Segment Open

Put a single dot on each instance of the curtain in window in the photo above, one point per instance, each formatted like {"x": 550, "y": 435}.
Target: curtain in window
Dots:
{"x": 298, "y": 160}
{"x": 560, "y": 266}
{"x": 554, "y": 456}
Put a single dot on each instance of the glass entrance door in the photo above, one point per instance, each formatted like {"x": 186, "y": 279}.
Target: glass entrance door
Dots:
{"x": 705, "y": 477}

Segment Closed
Segment Open

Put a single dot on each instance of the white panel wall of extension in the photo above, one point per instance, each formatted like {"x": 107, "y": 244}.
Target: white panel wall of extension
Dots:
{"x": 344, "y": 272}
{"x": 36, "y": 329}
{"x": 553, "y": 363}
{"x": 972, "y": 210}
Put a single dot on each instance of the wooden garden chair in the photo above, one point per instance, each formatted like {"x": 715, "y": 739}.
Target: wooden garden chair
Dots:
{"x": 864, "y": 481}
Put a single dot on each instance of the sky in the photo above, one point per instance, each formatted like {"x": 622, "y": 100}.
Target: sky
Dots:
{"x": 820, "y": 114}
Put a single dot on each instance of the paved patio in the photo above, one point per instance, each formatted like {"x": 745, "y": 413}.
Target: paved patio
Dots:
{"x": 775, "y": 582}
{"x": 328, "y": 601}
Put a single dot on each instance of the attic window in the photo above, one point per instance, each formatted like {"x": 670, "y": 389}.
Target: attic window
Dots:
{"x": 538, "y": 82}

Segment Closed
Segment Open

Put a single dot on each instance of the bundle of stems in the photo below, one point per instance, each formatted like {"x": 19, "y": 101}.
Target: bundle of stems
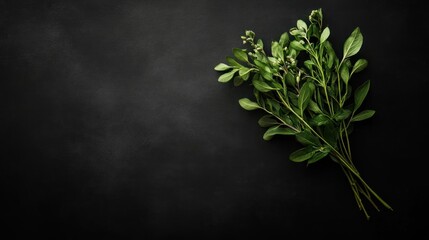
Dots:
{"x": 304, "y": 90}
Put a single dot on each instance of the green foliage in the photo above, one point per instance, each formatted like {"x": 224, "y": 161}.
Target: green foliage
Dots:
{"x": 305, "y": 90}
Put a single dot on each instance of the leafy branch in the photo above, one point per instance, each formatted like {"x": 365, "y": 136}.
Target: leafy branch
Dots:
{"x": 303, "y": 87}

Segment Closed

Task instructions
Filter the listing for the word "green" and copy every line that holds it.

Task answer
Put a single dot on each instance of the green foliage in the photo above, one point per instance, each formatted like {"x": 224, "y": 161}.
Target: green foliage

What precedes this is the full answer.